--- Exercise set ---
(a) According to the article on Denise Butcher's retirement, how many years did her mother work in the front office at Prettyboy Elementary School?
(b) In the article on Denise Butcher's retirement, retype the passage that begins at the words "So with tradition" and ends after "under her belt.".

--- Document ---
========
Tradition runs deep in the furrowed field rows and undulating pastures of northern Baltimore County. It survives, year after year, through a natural, native connection with the land – still strong even in these modern times. And it thrives, generation after generation, among the established families and farms tucked along the winding roads around Hereford and Sparks and Belfast and Butler.

So with tradition still a thick thread woven into life in the north county, the retirement of Denise Butcher becomes a Big Thing. Her tenure at Hereford High School may not total the most years of a BCPS retiree this year; even a teacher retiring from Hereford High this month has more years under her belt.

But Butcher has spent all of her 35 years at one place – the front office at Hereford High. Before that, she was a graduate from Hereford Junior-Senior High School, the same school her parents graduated from in 1956. And before that, her mother, Norma Jean Kearney, spent 35 years doing the same job in the front office at another school, Prettyboy Elementary School (when it was known as Sixth District Elementary School).

To extend the point a bit further, Butcher’s cousin, Kim Lovo, is also retiring this year from doing the same job as Butcher. For the past 33 years. At Hereford Middle School.


It’s no surprise, then, that Butcher considers herself Hereford through and through. “There have been a lot of memorable moments, though not all of them have been good,” she says on a recent weekday that is uncharacteristically quiet; summer break had begun for students a few days earlier. She recalls a time when two alumni died while serving in the military in the Middle East, or 9/11, when anxious parents clogged the roads to school to collect their children.

“We are a very close-knit community, and when something happens – good or bad – it affects everyone,” Butcher says.

But the good times shine brighter for Butcher – getting lights for the football field, two school renovations under her watch, seeing the old school water tower come down – she could watch it from her office window – and a sleek, new one erected. And all the students, the championships, the academic accomplishments, the staff, and being the first point of contact for thousands of parents and their children coming through the front door for the first or fiftieth time.

“It will seem strange waking up in the morning and not coming here,” she says. “But I’ll always love this place. I won’t be too far away. There will always be maroon blood in these veins.”

A constant presence      

Chances are that if you have attended or visited Hereford High School since Ronald Reagan was President, you’ve come across Butcher. From 1982 until 1996, she worked the school’s front office – greeting all who came into the school and handling everything from school security to making sure parent concerns were routed or handled appropriately.
========
--- Dataset excerpts ---
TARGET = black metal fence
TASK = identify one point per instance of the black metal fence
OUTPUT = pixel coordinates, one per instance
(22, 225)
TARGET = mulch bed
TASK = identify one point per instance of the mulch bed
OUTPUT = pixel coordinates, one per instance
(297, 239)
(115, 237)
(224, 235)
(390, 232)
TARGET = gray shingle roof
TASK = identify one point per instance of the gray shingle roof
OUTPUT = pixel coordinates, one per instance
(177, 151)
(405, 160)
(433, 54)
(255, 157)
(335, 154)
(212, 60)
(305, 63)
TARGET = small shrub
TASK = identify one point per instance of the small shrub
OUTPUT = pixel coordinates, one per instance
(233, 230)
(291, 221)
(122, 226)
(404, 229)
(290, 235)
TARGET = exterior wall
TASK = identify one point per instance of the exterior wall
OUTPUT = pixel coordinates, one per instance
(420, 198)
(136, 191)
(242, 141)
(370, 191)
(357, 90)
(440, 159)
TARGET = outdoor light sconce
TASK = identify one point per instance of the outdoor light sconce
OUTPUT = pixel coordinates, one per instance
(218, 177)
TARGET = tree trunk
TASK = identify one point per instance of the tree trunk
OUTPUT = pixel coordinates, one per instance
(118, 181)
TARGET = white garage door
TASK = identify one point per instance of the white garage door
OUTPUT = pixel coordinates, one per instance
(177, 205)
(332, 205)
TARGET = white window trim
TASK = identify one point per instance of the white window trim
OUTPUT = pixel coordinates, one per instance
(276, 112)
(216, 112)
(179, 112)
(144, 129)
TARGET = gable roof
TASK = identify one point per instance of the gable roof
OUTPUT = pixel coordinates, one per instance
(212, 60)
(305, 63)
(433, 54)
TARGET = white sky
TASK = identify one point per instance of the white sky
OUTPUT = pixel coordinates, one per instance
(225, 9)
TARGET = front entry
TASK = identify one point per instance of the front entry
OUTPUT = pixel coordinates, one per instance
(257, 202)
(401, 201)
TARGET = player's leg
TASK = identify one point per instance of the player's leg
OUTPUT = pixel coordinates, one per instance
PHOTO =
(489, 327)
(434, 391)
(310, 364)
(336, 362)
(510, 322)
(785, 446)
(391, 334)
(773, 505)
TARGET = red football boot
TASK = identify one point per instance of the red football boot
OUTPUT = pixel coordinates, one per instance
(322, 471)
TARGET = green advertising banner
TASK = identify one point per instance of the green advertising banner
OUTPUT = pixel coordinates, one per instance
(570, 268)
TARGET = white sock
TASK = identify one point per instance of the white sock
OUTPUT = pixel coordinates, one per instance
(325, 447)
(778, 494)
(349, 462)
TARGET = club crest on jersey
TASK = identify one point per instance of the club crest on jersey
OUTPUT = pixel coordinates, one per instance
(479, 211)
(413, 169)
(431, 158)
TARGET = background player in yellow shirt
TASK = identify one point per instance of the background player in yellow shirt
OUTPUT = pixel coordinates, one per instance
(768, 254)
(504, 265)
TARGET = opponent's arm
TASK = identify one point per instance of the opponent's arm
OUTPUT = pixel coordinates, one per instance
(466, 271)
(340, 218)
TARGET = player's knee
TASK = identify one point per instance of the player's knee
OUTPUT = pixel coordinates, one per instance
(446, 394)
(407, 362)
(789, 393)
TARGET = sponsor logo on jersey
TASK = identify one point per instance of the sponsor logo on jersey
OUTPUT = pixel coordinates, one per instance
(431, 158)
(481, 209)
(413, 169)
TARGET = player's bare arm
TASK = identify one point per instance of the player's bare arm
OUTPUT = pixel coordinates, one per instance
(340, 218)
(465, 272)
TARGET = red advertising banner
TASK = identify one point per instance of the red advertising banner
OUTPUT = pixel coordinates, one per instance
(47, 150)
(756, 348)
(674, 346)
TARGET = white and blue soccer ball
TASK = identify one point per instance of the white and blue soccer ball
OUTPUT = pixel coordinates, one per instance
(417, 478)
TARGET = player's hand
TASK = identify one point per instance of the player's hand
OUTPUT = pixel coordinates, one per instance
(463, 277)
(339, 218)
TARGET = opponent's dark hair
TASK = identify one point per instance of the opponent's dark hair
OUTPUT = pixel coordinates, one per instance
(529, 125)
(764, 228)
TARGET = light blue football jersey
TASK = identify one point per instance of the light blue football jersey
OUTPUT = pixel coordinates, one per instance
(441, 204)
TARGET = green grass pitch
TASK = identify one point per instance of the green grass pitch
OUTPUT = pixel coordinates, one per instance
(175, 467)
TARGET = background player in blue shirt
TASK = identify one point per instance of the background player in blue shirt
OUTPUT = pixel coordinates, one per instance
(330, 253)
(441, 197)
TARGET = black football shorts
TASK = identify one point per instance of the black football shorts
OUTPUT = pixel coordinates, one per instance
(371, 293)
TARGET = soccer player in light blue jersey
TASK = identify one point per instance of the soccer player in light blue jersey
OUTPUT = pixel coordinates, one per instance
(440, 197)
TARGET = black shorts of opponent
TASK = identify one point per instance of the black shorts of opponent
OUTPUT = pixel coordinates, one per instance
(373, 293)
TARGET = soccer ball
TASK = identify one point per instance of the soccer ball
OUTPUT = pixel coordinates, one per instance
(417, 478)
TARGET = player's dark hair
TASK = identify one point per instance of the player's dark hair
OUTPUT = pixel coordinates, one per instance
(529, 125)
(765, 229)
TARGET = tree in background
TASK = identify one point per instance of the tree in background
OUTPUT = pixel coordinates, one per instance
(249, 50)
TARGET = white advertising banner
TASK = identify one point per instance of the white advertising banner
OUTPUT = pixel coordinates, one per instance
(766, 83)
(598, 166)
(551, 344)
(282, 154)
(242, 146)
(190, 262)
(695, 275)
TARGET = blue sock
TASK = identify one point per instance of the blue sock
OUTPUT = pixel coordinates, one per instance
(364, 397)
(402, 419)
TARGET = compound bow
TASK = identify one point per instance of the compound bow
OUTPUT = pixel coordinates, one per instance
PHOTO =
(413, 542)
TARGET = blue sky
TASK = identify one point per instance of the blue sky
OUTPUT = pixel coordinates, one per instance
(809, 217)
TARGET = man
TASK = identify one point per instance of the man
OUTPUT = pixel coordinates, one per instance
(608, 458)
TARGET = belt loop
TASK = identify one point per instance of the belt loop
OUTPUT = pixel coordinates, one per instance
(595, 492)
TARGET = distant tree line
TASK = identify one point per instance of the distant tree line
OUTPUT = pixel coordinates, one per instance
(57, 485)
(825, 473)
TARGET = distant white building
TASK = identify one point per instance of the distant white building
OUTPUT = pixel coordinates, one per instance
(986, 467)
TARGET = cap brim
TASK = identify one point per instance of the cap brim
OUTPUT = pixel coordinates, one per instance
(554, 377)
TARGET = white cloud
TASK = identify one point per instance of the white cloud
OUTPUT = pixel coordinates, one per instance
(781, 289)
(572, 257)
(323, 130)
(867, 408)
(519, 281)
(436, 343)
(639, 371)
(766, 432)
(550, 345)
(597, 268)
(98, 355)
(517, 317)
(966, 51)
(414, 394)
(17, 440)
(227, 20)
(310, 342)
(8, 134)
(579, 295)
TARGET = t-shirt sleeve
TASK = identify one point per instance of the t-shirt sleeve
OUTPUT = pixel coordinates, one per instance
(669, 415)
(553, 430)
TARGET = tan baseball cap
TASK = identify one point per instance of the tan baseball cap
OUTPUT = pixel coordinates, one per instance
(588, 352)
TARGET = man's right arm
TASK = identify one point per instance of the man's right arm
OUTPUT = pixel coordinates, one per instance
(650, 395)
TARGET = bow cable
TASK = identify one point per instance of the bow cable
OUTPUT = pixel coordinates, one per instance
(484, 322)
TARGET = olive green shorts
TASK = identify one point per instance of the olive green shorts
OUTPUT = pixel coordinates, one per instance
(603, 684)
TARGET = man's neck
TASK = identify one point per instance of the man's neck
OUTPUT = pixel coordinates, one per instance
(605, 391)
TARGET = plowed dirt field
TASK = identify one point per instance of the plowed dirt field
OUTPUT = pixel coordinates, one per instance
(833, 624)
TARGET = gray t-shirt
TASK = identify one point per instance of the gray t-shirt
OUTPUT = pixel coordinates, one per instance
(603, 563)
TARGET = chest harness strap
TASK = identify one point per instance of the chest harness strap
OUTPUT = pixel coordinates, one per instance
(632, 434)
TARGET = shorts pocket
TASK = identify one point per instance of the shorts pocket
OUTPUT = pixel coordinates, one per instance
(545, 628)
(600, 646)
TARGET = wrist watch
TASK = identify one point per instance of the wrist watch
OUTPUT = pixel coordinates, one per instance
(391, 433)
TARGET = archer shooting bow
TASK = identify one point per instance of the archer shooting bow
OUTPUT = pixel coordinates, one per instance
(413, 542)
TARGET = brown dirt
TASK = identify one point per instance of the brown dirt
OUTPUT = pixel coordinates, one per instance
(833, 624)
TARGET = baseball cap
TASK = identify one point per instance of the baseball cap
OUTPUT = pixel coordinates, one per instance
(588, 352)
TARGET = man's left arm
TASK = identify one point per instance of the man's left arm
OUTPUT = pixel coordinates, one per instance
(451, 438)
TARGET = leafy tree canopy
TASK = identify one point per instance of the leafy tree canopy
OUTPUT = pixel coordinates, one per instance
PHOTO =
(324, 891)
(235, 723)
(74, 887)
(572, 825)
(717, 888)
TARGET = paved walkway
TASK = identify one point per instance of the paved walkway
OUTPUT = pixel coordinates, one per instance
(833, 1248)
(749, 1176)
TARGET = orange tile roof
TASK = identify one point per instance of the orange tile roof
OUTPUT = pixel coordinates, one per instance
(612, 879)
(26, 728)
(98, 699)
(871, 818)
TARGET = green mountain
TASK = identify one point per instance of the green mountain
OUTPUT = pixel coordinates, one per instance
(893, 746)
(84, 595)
========
--- Answers below ---
(a) 35 years.

(b)
So with tradition still a thick thread woven into life in the north county, the retirement of Denise Butcher becomes a Big Thing. Her tenure at Hereford High School may not total the most years of a BCPS retiree this year; even a teacher retiring from Hereford High this month has more years under her belt.